*Instructions for the task*
Only one range belongs in the answer: the line holding "For every instance of the green" through the last line of the records, reproduced as is.

*Records supplied*
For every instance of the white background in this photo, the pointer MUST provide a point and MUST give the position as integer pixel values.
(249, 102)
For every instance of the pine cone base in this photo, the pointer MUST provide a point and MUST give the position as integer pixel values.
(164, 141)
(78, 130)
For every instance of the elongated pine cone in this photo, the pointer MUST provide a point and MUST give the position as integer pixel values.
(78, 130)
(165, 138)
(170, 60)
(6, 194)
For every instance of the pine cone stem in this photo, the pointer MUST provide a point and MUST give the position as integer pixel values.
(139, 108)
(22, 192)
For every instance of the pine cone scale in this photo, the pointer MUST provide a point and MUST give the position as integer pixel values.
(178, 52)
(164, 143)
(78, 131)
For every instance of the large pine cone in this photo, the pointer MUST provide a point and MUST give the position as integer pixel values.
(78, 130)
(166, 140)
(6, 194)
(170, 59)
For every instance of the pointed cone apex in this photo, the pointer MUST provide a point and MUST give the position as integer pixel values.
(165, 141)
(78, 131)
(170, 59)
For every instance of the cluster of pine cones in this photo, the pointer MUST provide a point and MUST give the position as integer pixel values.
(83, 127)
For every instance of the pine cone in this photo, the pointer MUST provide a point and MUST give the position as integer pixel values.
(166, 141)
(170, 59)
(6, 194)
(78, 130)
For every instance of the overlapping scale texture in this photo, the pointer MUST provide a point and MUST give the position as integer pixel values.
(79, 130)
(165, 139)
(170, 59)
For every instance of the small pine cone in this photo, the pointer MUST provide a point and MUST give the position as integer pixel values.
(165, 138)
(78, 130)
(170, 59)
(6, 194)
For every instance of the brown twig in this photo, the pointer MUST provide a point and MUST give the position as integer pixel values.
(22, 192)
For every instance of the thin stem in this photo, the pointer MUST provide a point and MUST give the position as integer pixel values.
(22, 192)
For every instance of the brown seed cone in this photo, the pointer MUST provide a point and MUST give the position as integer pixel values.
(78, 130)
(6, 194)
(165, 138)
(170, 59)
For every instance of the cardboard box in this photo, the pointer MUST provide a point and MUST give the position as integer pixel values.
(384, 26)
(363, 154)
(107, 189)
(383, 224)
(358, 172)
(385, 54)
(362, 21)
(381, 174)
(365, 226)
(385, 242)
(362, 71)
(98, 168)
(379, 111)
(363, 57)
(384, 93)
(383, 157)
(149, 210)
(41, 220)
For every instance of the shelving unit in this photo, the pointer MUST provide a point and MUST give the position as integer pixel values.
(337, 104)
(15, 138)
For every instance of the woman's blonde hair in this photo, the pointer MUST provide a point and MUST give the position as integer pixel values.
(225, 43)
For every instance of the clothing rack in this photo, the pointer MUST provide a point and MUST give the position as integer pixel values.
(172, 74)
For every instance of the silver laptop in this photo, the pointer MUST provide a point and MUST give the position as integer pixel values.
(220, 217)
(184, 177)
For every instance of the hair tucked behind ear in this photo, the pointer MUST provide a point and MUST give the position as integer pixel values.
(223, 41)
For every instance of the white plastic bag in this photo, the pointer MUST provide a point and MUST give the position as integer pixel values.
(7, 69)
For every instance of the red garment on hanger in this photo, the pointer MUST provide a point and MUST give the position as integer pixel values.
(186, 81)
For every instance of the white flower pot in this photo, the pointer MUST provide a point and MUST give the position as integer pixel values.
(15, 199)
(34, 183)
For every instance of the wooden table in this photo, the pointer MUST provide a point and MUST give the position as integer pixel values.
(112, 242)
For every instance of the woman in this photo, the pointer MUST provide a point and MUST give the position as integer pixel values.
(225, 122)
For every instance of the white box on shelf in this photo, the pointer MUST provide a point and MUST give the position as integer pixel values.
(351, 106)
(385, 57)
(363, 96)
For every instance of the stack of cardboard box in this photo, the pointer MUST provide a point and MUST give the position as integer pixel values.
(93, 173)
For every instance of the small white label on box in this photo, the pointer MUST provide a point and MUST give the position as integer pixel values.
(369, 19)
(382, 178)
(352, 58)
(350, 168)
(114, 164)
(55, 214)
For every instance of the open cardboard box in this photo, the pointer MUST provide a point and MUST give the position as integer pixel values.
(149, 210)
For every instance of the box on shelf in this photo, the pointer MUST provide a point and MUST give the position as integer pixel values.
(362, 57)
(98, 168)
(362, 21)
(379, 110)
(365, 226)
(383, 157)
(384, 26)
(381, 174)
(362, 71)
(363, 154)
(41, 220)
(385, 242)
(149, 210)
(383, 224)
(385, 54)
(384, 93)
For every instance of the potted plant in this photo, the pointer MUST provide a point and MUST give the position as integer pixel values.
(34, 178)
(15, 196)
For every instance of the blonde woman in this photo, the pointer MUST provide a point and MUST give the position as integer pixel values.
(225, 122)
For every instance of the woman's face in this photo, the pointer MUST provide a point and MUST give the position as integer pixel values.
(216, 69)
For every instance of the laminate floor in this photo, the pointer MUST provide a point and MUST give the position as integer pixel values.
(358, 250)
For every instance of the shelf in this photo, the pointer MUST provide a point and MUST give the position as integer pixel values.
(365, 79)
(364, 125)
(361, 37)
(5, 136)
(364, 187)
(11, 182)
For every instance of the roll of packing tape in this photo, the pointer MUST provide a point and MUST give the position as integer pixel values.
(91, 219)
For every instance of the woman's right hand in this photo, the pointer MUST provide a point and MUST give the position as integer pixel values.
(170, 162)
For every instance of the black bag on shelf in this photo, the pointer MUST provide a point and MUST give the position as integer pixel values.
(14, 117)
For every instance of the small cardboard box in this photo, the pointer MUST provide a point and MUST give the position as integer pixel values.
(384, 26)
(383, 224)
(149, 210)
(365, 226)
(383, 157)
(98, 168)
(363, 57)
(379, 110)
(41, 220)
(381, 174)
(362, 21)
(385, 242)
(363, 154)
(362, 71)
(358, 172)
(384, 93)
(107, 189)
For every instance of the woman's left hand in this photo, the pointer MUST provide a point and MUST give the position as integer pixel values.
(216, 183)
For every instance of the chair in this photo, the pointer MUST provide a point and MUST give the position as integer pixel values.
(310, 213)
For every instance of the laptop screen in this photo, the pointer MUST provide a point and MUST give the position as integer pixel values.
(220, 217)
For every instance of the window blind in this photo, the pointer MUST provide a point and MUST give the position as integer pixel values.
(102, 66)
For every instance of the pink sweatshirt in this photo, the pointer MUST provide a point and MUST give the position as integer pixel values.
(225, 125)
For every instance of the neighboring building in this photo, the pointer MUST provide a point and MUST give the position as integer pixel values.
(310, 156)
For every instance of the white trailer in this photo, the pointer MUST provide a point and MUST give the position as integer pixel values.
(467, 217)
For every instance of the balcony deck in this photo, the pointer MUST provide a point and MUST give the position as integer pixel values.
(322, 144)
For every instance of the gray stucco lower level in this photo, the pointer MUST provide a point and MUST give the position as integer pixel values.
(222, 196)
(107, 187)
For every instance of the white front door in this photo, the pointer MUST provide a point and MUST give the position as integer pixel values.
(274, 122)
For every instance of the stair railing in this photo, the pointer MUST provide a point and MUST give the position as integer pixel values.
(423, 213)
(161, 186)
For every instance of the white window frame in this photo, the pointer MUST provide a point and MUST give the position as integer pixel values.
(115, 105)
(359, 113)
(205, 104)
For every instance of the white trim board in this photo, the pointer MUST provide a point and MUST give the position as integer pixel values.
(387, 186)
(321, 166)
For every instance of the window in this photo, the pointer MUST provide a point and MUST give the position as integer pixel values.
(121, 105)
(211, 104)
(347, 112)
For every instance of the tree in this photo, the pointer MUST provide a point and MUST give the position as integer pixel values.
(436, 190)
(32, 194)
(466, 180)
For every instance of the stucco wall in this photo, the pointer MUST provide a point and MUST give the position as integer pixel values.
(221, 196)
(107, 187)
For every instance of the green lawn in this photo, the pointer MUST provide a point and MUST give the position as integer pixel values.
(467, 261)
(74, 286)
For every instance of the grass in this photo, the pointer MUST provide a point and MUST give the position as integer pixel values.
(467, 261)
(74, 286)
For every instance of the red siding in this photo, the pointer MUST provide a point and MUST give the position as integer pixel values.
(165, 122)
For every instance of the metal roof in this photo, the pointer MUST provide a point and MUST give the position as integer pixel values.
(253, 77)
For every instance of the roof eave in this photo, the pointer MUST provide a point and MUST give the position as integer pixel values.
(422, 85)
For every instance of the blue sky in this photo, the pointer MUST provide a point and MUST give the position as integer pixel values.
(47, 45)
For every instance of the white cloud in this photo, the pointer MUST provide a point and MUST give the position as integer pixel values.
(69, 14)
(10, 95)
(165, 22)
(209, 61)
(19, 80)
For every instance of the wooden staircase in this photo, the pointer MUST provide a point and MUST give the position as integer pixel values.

*Solution below*
For every instance of the green lawn in this photo, the pointer MUST provide a point and MUST give the position as integer pixel values.
(467, 261)
(74, 286)
For every instance of the grass in this photo, the pointer MUST provide a point and MUST give the position as integer pixel values.
(467, 261)
(74, 286)
For every instance of the red siding in this photo, the pointer MUST provide a point and MUST give the position as integer pixel values.
(165, 122)
For every instance of the metal roof in this photo, the pointer MUST provide a point and MUST give the position as integer pixel values.
(253, 77)
For every instance of the roof eave in this photo, the pointer MUST provide a point and MUST give the position as integer pixel values.
(422, 85)
For every instance of the blue sky in this photo, the pointer MUST provide a point and MUST give the position as integer pixel values.
(47, 45)
For every instance of the white cloud in this photo, the pointer MUST provide a point and MUST give the position as integer pixel values.
(69, 14)
(10, 95)
(165, 22)
(209, 61)
(19, 80)
For every instance of the wooden staircase in this photo, the pointer MUST provide a point and MUST give the position as integer pixel values.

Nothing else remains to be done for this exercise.